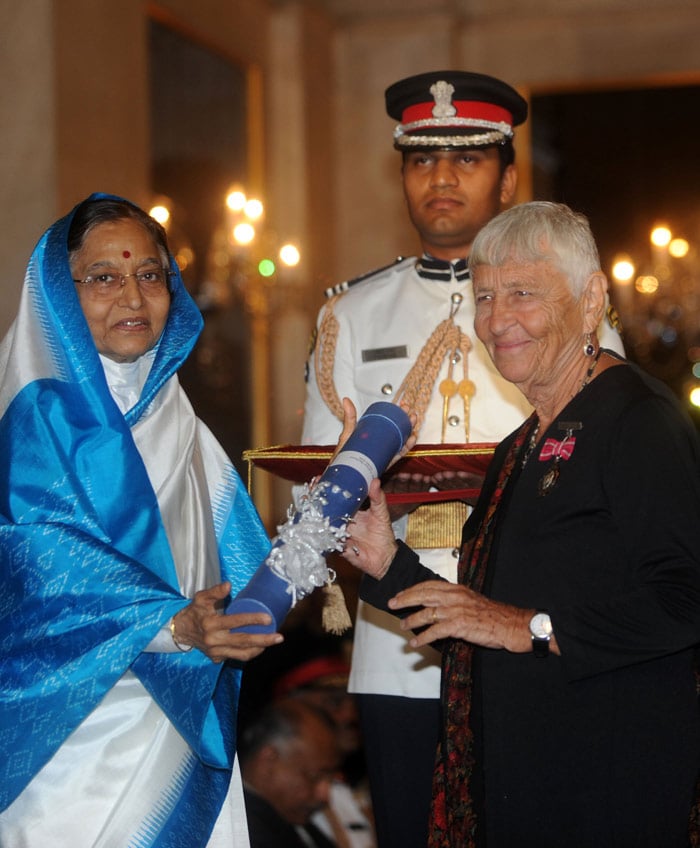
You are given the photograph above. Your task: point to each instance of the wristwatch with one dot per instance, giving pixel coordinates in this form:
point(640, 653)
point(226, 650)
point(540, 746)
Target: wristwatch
point(541, 632)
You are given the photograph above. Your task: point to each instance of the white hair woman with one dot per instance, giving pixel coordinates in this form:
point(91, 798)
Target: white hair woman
point(569, 700)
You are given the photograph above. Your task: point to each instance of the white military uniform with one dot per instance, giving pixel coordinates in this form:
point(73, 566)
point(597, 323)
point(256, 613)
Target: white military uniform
point(383, 322)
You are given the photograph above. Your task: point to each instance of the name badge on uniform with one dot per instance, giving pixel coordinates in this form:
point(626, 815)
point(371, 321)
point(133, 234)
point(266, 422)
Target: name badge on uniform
point(378, 353)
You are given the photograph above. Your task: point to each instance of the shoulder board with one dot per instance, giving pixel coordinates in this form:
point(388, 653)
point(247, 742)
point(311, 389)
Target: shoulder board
point(348, 284)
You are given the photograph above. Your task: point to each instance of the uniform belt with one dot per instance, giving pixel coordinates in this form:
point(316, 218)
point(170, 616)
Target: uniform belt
point(437, 525)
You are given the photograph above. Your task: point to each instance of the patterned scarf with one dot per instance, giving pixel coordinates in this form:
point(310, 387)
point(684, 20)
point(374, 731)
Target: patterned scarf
point(453, 816)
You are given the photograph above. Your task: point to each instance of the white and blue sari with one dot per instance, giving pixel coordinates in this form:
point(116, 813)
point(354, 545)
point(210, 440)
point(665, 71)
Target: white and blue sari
point(116, 505)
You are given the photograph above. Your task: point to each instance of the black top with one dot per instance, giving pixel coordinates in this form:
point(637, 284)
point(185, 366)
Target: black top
point(601, 746)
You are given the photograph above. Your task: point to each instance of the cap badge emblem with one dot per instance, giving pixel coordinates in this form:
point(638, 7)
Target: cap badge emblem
point(442, 92)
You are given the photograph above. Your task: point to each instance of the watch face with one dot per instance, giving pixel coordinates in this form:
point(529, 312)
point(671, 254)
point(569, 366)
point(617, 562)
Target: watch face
point(541, 626)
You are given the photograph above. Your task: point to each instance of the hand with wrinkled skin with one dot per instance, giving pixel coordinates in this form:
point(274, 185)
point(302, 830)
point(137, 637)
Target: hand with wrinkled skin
point(371, 534)
point(202, 625)
point(450, 610)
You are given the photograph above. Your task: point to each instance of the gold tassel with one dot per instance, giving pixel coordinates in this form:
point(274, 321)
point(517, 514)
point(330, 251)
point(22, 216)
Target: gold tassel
point(335, 616)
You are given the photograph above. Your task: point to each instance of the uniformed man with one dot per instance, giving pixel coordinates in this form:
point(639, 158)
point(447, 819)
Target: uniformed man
point(405, 334)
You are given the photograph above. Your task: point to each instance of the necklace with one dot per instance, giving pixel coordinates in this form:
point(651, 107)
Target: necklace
point(532, 441)
point(551, 476)
point(591, 369)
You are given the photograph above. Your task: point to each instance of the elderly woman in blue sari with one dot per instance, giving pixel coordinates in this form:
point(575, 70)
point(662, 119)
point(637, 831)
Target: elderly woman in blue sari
point(123, 529)
point(569, 701)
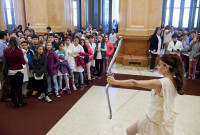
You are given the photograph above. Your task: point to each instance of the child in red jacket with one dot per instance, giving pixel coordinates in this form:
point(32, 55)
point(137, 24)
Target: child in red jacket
point(110, 50)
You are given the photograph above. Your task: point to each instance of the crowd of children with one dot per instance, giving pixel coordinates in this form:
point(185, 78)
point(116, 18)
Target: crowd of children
point(57, 62)
point(185, 43)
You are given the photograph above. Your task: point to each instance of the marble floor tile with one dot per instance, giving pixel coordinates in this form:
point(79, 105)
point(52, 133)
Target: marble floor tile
point(89, 116)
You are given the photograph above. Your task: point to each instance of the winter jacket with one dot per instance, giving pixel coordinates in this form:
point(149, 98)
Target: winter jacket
point(64, 66)
point(103, 47)
point(80, 61)
point(110, 48)
point(53, 63)
point(90, 52)
point(15, 59)
point(39, 64)
point(29, 55)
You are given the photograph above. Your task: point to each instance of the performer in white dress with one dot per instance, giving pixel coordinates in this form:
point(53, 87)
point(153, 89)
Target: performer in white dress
point(160, 116)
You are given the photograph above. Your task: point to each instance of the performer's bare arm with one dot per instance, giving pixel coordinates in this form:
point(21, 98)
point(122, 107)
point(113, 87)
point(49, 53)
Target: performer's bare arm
point(148, 84)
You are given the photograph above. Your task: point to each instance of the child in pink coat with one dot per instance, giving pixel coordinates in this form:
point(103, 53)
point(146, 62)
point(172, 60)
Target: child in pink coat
point(91, 55)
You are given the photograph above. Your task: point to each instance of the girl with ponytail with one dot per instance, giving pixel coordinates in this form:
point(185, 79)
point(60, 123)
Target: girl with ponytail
point(160, 116)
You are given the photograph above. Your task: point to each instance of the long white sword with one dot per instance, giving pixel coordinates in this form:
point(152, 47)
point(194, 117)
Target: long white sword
point(111, 74)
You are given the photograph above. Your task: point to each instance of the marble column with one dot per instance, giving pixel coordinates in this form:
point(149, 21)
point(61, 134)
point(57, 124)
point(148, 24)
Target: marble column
point(83, 13)
point(138, 20)
point(2, 16)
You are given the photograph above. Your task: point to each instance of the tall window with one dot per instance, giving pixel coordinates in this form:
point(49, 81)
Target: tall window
point(115, 14)
point(75, 13)
point(9, 14)
point(181, 13)
point(176, 14)
point(196, 14)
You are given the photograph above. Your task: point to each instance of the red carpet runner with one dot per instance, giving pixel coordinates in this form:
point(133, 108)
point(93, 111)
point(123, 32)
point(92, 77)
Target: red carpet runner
point(38, 117)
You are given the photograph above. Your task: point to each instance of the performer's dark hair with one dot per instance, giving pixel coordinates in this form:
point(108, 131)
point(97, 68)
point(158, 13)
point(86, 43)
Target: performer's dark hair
point(177, 71)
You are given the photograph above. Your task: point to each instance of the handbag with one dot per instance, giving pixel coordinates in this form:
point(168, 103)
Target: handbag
point(5, 65)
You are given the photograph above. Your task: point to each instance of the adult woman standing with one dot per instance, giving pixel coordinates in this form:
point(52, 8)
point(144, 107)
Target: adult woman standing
point(155, 46)
point(160, 116)
point(168, 32)
point(110, 50)
point(15, 60)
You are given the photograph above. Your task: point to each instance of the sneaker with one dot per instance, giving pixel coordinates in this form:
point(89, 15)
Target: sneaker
point(41, 96)
point(151, 70)
point(28, 91)
point(61, 91)
point(69, 92)
point(81, 87)
point(34, 93)
point(48, 99)
point(193, 78)
point(57, 94)
point(74, 87)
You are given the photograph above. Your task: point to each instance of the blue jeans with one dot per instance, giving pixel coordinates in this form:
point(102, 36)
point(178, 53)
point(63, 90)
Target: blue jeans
point(55, 83)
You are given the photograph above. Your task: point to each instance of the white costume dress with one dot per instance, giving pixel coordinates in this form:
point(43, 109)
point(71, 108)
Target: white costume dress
point(160, 116)
point(78, 49)
point(69, 51)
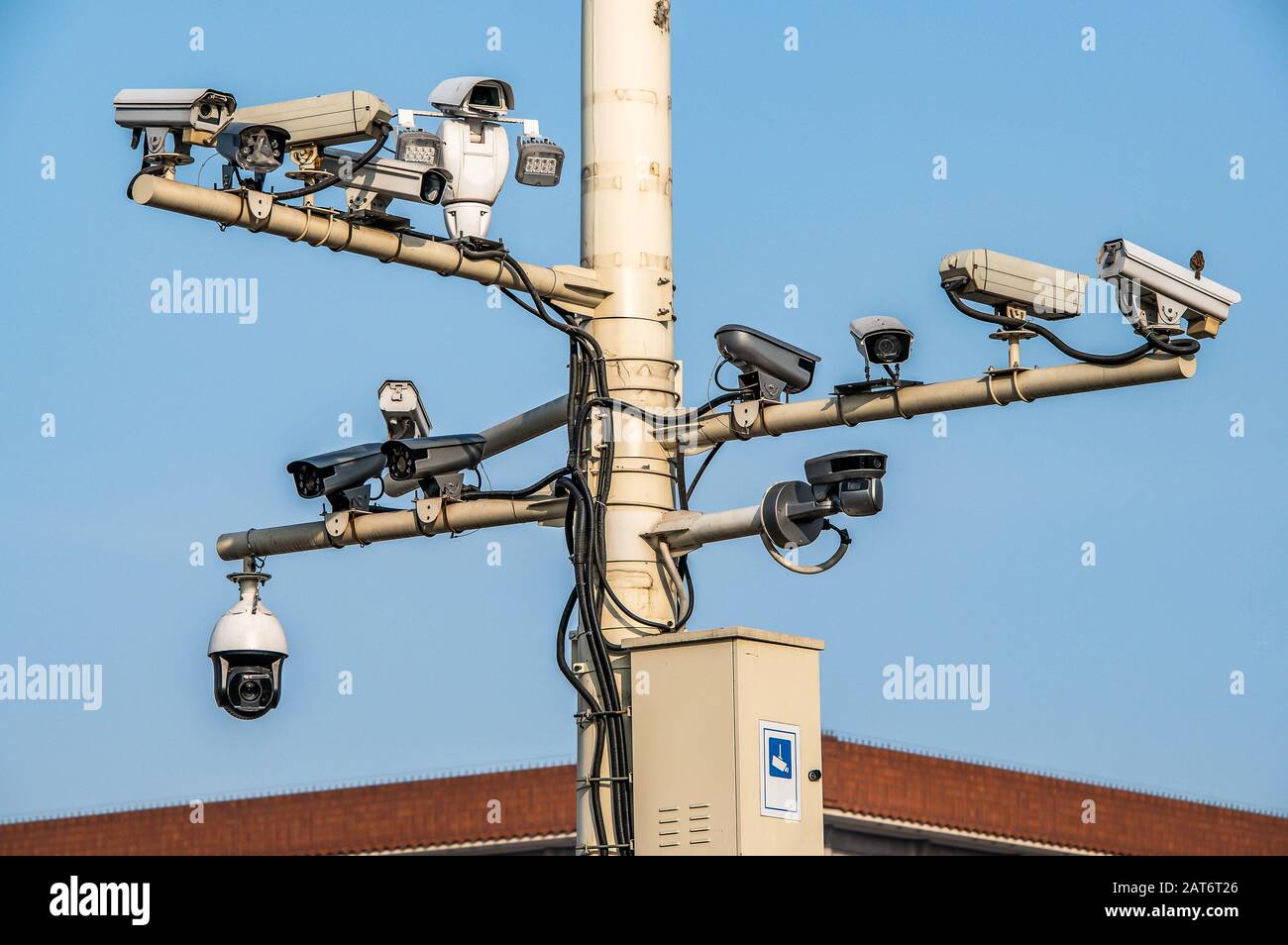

ESERCIZIO ASSEGNATO:
Aggiorni l'intero materiale sostituendo "photograph" con "image" in ogni punto in cui compare, lasciando tutto il resto invariato. Nella risposta ometta le immagini.

SOLUZIONE:
You are given the image above. Your task: point to each instance of the wristwatch with one dot per instance, giving pixel coordinates in this form:
point(640, 653)
point(226, 650)
point(540, 746)
Target: wristwatch
point(541, 632)
You are given the image above. Your task: point to each instance of the white hair woman with one dot per instance, giving pixel coordinates in this form:
point(91, 798)
Target: white hair woman
point(569, 700)
You are given the image above. Your task: point to each instance of the white military uniform with one dot per instance, giving pixel coordinates in this form:
point(73, 566)
point(597, 323)
point(256, 613)
Target: white military uniform
point(383, 322)
You are given the image above. Your task: point to each instance of the name badge on uniform with one dot per instance, giving pixel coordinates in this form:
point(626, 815)
point(371, 321)
point(133, 234)
point(266, 422)
Target: name badge on uniform
point(378, 353)
You are given the image above. Your task: point to each instance of the shoulder board with one dot per instance, giving pixel coordinates in this form:
point(388, 653)
point(247, 742)
point(311, 389)
Target: shoulder board
point(348, 284)
You are given the image above. Your task: point to each instance of the uniform belt with one dot per instance, giving pixel coordinates in this form:
point(316, 218)
point(170, 616)
Target: uniform belt
point(437, 525)
You are given the image above. Your task: point to each instance of the patterned scarf with one dot per instance, giving pixel coordinates in this form:
point(310, 387)
point(684, 20)
point(374, 731)
Target: patterned scarf
point(453, 816)
You are given the image above. Your task: point to each instance of the white and blue sari with one dot per instance, giving pixel coordinates in this form:
point(116, 813)
point(354, 545)
point(210, 440)
point(665, 71)
Target: white and blue sari
point(116, 505)
You are given the image above. Your task: point to each instance of the black top with one dot per instance, giving pixel coordinates in this form:
point(637, 284)
point(185, 366)
Target: black top
point(601, 746)
You are given the image above. Your task: point to each instance of the cap badge emblem with one dot per instance, giving pixel coordinates in this form:
point(638, 7)
Target: cap badge emblem
point(442, 92)
You are given the image above. Your task: point to each instance of the watch face with one dot per instance, giving pixel coordinates in this form:
point(529, 312)
point(671, 254)
point(569, 366)
point(617, 562)
Target: watch face
point(541, 626)
You are given the image above. Your task: point to each instance of the hand with wrinkled skin with one dot per instance, giving pixel coordinates in this form:
point(274, 185)
point(302, 830)
point(137, 637)
Target: hand with wrinkled skin
point(371, 534)
point(202, 625)
point(450, 610)
You are given the image above. Your task: point to each instance of the gold tassel with one dot per instance, giving pixel coordinates in this form:
point(274, 321)
point(517, 514)
point(330, 251)
point(22, 216)
Target: gold tassel
point(335, 616)
You are given the image above. Your task: point to each instance of the uniformed man with one dot per instance, giving pixel coordinates in this form:
point(639, 158)
point(447, 819)
Target: uniformed man
point(405, 334)
You are given the image above. Your task: point to each instance of the necklace with one dot per instance, giving pixel coordinates in this form:
point(651, 107)
Target: necklace
point(532, 441)
point(551, 476)
point(591, 369)
You are given the image above. Your task: point to each instance of the elderly woman in blue sari with one dot per instance, giving pixel coordinates in this form:
point(575, 70)
point(662, 119)
point(637, 831)
Target: elderly woman in blue sari
point(123, 529)
point(569, 701)
You are given the image above. Your task: point to each instance of the child in red jacket with one dot per instance, giving pixel coordinates in this form:
point(32, 55)
point(137, 24)
Target: child in red jacket
point(110, 50)
You are given the image above. Your task: point to each instance of the crowd of children with one dot per instance, giving pixel coordinates in this form:
point(185, 78)
point(116, 18)
Target: crowd of children
point(57, 62)
point(185, 43)
You are given the image above. Your task: point to each instance of the marble floor tile with one dot per instance, giving pixel coordinates in this form:
point(79, 105)
point(52, 133)
Target: marble floor tile
point(89, 116)
You are given the image above. Your task: point to each instance of the winter jacket with one dot per instance, giving pixel coordinates in this form:
point(149, 98)
Target: winter jacket
point(64, 66)
point(103, 47)
point(80, 61)
point(110, 48)
point(53, 63)
point(90, 52)
point(15, 59)
point(39, 64)
point(29, 55)
You are given the image above. Your task: point to each instance of the performer in white dress with one dot per instance, giving pixel coordinates in this form:
point(53, 87)
point(153, 89)
Target: performer in white dress
point(160, 116)
You are given the image above. Your task: point to each instance of the performer's bare arm with one dot per instance, giving pixel coordinates in this form:
point(21, 98)
point(122, 107)
point(113, 87)
point(49, 53)
Target: performer's bare arm
point(148, 84)
You are given the image above. Your task: point to each instance of the child in pink coat with one dot per instance, giving pixel coordinates in this form:
point(103, 53)
point(146, 62)
point(172, 60)
Target: child in pink coat
point(91, 55)
You are given the image above. Your task: point to each instance of the girl with ponytail with one dot per instance, giving pixel coordinates in this form:
point(185, 79)
point(60, 123)
Target: girl with ponytail
point(160, 116)
You are given the image above. Your task: point to each instance of the long white sword with one dot per instance, giving pixel coordinates in this form:
point(152, 47)
point(194, 117)
Target: long white sword
point(111, 74)
You are given the image above. Your task: point to each instance of the marble column with one dot per instance, giving pixel coordinates in this form:
point(149, 21)
point(61, 134)
point(57, 124)
point(148, 24)
Target: marble column
point(83, 13)
point(138, 20)
point(2, 16)
You are given the image above. Your task: point to each instance of the tall window with one dot per instance, giving pixel coordinates in this form:
point(49, 81)
Target: tall window
point(115, 14)
point(75, 13)
point(9, 14)
point(181, 13)
point(176, 14)
point(196, 14)
You are given the image above. Your task: point to each instance of the red carpet runner with one dot per instance, giving pixel coordinates in this form:
point(133, 108)
point(93, 111)
point(123, 32)
point(92, 77)
Target: red carpet runner
point(38, 117)
You are given the image above. Your task: point to each instance of the performer's dark hair with one dot per instance, giving pixel coordinates in this form:
point(108, 131)
point(97, 68)
point(158, 13)
point(86, 43)
Target: performer's dark hair
point(177, 71)
You are given the image above. Your task: point to each instance of the handbag with one dot per instance, giving pixel coordinates in this form:
point(168, 103)
Target: handbag
point(5, 65)
You are given the image above. Your task: point to each instance of the adult woman standing with one dot per instance, giving pixel coordinates in this form:
point(52, 8)
point(144, 107)
Target: adult woman standing
point(155, 46)
point(160, 116)
point(168, 32)
point(110, 50)
point(15, 60)
You are given the image above. Your task: point to each instance of the sneaker with one dot per instance, giving pixel coordinates in this form:
point(89, 15)
Target: sneaker
point(41, 96)
point(151, 70)
point(28, 91)
point(61, 91)
point(69, 92)
point(81, 87)
point(34, 93)
point(48, 99)
point(193, 78)
point(57, 94)
point(74, 87)
You are given the image above. Your task: point to each instance of the blue jeans with one dot per instance, giving pixel coordinates in this form:
point(102, 36)
point(178, 53)
point(63, 90)
Target: blue jeans
point(55, 83)
You are given the image above. Your task: point to each instance of the white costume dress with one dot per instance, giving pixel coordinates in this form:
point(43, 109)
point(71, 108)
Target: white costume dress
point(160, 116)
point(78, 49)
point(69, 51)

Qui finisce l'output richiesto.